In the records below, find the line containing "In this photo, where can the brick step", then extract that line and all subsequent lines exactly, leaving out everything else.
[start EXTRACTED ENTRIES]
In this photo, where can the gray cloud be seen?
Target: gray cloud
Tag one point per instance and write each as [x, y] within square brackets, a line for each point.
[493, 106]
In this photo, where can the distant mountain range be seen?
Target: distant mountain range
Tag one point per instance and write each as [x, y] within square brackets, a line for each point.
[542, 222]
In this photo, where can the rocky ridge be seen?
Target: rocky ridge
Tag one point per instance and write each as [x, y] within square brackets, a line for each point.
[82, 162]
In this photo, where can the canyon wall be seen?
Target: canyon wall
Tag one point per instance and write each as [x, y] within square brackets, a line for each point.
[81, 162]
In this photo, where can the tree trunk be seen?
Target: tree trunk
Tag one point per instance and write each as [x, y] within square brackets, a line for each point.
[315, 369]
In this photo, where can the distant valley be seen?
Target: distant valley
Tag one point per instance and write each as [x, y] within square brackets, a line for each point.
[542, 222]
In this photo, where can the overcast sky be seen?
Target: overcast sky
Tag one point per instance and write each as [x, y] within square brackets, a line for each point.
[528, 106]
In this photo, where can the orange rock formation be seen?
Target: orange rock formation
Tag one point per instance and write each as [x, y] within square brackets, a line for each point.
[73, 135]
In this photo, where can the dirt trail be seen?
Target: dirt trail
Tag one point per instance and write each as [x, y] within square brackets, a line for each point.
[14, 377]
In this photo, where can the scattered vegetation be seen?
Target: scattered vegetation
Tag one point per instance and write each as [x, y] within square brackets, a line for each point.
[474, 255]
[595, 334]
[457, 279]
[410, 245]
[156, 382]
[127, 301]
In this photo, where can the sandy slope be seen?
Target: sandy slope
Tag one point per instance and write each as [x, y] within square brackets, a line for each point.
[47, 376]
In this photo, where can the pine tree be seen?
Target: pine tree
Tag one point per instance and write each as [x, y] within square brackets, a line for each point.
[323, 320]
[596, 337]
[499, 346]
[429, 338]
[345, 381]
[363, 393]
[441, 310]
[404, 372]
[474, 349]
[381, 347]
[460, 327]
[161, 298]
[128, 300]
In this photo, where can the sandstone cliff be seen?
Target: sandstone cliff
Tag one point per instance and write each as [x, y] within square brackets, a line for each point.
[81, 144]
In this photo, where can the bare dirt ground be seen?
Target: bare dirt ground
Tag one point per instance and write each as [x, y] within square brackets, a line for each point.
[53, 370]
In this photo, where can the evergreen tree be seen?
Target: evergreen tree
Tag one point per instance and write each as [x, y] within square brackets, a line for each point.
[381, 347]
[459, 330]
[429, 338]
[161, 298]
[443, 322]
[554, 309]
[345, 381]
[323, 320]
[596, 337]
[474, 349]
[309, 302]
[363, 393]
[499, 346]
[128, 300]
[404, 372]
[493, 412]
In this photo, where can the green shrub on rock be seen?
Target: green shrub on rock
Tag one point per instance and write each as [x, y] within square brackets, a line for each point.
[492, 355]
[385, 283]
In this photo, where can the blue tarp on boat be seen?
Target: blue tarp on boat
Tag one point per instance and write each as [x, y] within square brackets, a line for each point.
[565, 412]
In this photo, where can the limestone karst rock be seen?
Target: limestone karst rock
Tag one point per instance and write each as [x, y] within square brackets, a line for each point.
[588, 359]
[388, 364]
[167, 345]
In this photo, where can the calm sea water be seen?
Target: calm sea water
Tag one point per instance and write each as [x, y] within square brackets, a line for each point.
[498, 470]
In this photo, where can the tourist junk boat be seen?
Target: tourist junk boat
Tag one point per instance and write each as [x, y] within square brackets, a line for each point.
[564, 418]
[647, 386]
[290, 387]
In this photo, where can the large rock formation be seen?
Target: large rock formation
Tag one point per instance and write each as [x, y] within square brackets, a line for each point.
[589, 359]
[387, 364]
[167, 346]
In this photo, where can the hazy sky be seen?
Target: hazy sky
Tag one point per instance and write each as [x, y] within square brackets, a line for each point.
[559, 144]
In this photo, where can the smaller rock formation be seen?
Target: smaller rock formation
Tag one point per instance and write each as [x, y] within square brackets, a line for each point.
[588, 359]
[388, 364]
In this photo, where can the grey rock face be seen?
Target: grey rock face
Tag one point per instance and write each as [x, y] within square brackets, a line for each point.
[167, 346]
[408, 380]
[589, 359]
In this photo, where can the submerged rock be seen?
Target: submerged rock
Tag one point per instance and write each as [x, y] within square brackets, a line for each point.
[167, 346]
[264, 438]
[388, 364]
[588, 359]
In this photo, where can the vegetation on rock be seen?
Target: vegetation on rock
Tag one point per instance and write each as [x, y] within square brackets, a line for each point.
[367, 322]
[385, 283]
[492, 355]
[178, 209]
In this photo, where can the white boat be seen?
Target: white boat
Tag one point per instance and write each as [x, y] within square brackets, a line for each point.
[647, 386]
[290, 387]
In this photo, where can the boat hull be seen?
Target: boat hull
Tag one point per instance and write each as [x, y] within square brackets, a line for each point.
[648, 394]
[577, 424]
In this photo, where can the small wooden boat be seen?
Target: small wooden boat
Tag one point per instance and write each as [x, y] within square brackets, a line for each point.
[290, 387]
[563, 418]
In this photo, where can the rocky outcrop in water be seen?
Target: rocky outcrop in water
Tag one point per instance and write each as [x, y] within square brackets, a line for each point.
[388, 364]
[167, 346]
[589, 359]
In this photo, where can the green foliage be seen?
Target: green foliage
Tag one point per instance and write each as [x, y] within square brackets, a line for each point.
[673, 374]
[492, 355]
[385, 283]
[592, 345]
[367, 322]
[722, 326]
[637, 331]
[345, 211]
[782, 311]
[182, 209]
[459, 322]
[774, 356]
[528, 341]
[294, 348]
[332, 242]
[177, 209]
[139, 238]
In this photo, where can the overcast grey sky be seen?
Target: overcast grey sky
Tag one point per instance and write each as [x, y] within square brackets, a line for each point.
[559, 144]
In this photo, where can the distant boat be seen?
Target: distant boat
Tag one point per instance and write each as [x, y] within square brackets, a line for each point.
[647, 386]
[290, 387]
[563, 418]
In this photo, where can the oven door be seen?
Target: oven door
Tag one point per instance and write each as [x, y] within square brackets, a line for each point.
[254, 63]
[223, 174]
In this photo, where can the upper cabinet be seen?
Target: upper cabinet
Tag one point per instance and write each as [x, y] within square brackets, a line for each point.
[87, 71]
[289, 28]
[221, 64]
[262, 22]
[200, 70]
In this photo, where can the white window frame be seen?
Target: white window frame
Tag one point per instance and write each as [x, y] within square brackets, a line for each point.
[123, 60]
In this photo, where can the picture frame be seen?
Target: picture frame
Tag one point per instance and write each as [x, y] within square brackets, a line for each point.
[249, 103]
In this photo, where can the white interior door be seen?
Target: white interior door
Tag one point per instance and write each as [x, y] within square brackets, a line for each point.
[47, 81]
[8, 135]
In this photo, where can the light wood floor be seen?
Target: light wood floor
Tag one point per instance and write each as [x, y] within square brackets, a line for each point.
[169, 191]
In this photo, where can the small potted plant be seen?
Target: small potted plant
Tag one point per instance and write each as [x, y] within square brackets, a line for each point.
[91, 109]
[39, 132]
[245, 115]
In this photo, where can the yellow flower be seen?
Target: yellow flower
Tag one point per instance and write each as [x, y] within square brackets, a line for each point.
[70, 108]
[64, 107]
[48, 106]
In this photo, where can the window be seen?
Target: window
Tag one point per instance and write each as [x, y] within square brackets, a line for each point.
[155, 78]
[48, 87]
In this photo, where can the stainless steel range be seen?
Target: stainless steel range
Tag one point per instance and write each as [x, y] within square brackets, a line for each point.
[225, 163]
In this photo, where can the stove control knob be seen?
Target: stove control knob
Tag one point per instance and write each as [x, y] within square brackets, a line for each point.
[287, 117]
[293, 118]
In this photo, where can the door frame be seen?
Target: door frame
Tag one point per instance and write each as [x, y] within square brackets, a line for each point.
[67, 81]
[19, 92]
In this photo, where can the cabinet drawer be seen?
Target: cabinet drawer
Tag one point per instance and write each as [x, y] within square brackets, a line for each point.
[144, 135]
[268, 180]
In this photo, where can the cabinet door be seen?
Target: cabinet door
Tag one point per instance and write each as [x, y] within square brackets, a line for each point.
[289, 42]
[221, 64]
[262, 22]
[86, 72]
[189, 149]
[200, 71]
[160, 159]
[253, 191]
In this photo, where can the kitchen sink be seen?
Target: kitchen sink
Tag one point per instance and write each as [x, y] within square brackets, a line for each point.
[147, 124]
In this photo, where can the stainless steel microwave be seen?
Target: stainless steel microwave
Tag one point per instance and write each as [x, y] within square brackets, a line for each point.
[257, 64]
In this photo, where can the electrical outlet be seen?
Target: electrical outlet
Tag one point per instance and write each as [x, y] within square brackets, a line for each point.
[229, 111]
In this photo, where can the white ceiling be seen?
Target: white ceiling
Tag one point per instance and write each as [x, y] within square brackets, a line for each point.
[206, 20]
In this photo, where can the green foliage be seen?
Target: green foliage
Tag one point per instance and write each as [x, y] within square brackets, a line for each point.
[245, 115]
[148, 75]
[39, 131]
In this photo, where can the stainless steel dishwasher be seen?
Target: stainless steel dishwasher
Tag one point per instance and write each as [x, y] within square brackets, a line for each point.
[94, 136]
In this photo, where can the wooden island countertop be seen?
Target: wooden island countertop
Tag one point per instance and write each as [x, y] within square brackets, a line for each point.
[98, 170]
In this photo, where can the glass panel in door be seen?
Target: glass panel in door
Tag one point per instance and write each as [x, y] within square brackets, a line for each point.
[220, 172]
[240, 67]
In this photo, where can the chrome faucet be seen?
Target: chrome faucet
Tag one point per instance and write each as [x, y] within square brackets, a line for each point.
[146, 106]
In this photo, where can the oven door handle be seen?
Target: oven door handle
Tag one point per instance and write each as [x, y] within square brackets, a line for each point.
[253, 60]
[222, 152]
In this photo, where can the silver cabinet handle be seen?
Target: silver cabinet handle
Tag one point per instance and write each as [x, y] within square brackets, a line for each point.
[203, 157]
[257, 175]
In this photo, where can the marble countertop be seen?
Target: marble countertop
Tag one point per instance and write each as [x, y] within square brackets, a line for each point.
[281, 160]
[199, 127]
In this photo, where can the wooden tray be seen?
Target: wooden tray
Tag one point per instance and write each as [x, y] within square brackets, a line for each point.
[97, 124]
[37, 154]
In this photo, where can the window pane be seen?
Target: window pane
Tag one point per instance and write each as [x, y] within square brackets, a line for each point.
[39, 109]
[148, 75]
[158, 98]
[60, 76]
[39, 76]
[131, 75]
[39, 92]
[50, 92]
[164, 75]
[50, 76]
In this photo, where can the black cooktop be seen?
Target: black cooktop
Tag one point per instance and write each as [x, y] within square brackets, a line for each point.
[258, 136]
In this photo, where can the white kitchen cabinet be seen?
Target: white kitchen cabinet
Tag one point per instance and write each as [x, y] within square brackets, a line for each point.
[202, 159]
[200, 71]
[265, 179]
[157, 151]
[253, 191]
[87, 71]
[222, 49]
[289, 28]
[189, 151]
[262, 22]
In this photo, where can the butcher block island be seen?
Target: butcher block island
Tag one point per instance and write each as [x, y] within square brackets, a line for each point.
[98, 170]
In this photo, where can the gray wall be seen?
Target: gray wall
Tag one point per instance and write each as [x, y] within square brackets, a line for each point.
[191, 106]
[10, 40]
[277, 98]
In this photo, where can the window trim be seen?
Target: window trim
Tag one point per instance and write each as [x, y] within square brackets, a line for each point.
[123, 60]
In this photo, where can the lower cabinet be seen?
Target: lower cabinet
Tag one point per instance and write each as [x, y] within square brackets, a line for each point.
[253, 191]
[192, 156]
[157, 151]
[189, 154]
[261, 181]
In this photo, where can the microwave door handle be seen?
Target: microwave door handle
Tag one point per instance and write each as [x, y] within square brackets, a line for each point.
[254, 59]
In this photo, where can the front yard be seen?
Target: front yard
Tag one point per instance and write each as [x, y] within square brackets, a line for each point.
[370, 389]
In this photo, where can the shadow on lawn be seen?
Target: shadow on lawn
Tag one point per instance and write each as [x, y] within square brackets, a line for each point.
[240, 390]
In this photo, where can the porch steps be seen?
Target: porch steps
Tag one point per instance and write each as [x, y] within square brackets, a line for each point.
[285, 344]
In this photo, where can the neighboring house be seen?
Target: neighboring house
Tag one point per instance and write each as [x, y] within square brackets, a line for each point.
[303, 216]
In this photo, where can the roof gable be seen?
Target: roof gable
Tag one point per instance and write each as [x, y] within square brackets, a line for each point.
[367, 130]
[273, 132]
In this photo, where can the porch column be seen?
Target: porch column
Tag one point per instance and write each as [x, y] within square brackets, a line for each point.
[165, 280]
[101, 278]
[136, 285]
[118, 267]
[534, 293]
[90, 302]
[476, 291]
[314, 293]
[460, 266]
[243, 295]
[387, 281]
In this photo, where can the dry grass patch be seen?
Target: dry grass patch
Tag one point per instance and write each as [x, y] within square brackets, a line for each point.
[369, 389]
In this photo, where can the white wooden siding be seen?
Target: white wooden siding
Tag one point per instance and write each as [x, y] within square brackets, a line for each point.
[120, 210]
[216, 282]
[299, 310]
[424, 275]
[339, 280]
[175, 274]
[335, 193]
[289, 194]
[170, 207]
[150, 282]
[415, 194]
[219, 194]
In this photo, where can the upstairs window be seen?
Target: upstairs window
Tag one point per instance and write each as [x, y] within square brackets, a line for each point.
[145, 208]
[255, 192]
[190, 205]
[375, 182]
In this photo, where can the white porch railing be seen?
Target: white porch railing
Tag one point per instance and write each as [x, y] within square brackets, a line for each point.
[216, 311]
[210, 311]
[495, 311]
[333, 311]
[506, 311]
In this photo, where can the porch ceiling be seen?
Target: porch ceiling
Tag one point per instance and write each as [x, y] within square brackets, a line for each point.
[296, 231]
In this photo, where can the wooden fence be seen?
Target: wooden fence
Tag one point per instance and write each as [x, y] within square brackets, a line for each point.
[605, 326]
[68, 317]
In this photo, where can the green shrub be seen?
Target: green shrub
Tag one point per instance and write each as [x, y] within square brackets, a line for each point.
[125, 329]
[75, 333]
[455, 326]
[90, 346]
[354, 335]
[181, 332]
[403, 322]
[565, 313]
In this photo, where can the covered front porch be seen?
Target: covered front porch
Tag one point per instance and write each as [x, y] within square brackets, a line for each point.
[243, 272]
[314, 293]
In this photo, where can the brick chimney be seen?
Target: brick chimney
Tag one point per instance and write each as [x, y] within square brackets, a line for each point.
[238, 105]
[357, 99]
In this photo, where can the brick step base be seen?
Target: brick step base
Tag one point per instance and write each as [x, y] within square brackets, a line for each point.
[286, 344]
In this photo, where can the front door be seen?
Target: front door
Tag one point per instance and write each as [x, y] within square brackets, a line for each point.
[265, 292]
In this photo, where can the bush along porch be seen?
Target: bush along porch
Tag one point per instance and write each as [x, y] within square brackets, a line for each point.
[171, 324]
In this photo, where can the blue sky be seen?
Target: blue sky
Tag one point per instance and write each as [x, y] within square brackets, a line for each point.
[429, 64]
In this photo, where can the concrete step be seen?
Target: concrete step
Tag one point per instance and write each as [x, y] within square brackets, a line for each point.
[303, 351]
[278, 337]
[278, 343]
[end EXTRACTED ENTRIES]
THE RESPONSE:
In this photo, where can the brick step base be seen?
Target: brick step base
Tag one point per instance and write each as [x, y] within square brackets, a line for each point.
[286, 344]
In this photo, where can the front door be seen?
Target: front door
Tag one point per instance and write each as [x, y] within square brackets, a line for each point.
[265, 292]
In this photo, where can the bush along porch be seen?
Target: bush along porch
Tag one point per instance and write each as [x, y] within square brackets, a line for each point.
[171, 324]
In this photo, where can the blue sky be seen?
Target: blue sky
Tag one point per instance and write each as [x, y] within square brackets, a line for each point.
[429, 64]
In this photo, where can the concrete step be seen?
Target: concrete step
Tag one point per instance and write each as [x, y] within square brackets, a line for each point.
[303, 351]
[278, 337]
[278, 343]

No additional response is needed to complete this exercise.